» **Problem**: Aşağıdaki materyalde "fence" sözcüğünü içeren satırların sayısını belirtin ve yalnızca bu sayıyı yazın. Büyük ve küçük harf ayrımı dikkate alınır.

» **Konum etiketleme verisinden alıntılar**:
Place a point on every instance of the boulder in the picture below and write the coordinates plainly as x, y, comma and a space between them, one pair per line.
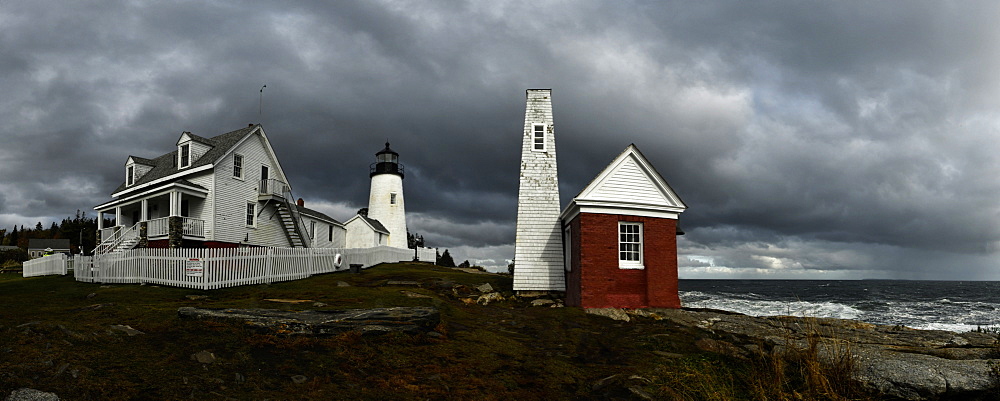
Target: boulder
321, 323
30, 394
124, 328
894, 361
485, 299
204, 356
542, 302
611, 313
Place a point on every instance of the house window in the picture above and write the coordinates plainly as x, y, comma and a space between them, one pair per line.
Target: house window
185, 155
629, 245
238, 166
251, 213
538, 137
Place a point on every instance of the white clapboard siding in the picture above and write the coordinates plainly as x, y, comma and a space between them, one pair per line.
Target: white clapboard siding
538, 245
629, 185
233, 193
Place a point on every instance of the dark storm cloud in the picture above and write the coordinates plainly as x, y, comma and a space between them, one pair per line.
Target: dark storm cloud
807, 137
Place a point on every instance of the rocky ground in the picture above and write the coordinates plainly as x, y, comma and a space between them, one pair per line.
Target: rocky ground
893, 361
407, 331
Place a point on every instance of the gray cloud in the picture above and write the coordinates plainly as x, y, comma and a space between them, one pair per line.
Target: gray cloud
837, 137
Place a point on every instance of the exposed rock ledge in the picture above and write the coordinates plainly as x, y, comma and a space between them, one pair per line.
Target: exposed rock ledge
368, 321
895, 361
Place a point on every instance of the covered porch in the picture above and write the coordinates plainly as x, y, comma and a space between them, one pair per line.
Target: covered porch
173, 213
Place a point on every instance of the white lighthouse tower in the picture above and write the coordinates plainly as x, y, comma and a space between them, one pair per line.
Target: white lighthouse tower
538, 256
385, 200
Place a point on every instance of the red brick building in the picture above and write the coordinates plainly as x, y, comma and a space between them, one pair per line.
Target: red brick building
620, 238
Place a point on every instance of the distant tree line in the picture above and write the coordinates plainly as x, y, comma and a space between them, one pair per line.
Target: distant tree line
80, 230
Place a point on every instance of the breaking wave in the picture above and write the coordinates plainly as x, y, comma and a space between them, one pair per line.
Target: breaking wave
931, 314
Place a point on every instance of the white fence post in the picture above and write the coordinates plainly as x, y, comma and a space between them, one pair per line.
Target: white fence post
309, 257
269, 262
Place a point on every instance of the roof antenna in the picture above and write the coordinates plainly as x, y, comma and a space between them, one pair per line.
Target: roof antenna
260, 108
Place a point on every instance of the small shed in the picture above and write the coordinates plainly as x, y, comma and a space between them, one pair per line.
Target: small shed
620, 238
40, 247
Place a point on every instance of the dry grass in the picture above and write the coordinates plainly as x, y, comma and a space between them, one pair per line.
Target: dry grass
56, 338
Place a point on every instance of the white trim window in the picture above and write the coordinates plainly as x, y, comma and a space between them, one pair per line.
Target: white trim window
184, 155
251, 214
538, 137
237, 166
630, 245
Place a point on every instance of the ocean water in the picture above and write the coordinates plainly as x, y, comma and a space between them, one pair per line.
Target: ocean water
932, 305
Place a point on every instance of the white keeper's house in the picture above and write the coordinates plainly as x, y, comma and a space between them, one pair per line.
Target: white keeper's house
225, 191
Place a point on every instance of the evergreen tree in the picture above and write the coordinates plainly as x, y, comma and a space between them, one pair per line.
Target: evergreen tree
414, 240
446, 260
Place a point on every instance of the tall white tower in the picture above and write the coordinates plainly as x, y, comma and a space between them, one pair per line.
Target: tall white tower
385, 200
538, 256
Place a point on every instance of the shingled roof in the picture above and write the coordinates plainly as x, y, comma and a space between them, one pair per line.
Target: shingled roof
313, 213
374, 224
166, 165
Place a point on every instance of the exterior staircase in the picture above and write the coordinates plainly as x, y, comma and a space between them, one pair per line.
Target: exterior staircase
293, 225
126, 244
121, 240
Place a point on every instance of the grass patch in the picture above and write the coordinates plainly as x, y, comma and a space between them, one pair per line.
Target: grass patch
57, 337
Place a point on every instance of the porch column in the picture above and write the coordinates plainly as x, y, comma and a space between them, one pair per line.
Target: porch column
175, 231
100, 225
175, 203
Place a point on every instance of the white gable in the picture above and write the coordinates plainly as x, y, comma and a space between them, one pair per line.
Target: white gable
629, 185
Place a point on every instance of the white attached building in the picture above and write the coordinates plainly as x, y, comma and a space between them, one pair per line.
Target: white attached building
224, 191
538, 251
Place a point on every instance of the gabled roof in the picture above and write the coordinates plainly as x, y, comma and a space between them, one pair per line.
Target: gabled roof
374, 224
142, 160
166, 165
628, 185
318, 215
38, 243
196, 138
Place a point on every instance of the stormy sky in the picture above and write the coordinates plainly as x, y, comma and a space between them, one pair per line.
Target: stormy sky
821, 140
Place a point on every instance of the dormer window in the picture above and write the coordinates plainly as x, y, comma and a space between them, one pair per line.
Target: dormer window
238, 166
184, 153
538, 137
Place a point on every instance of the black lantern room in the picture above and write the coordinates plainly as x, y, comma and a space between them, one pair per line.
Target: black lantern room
387, 162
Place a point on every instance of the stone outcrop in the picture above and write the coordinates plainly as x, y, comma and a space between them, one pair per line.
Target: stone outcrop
895, 361
411, 320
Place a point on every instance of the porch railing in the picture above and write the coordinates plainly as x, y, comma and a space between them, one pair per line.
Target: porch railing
110, 233
158, 227
190, 226
119, 237
193, 227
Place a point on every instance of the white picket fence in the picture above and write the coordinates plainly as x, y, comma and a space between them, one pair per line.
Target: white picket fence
211, 268
44, 266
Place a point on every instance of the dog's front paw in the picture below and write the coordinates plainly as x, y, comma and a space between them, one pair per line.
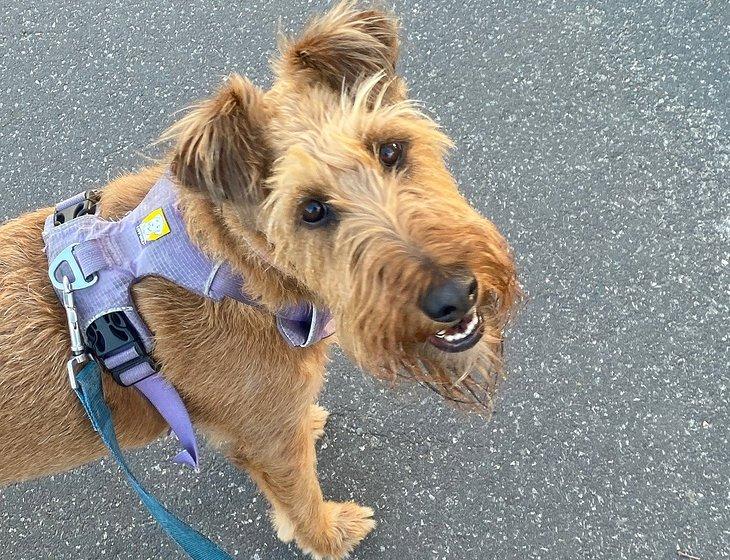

» **Alıştırmanın Çözümü**: 4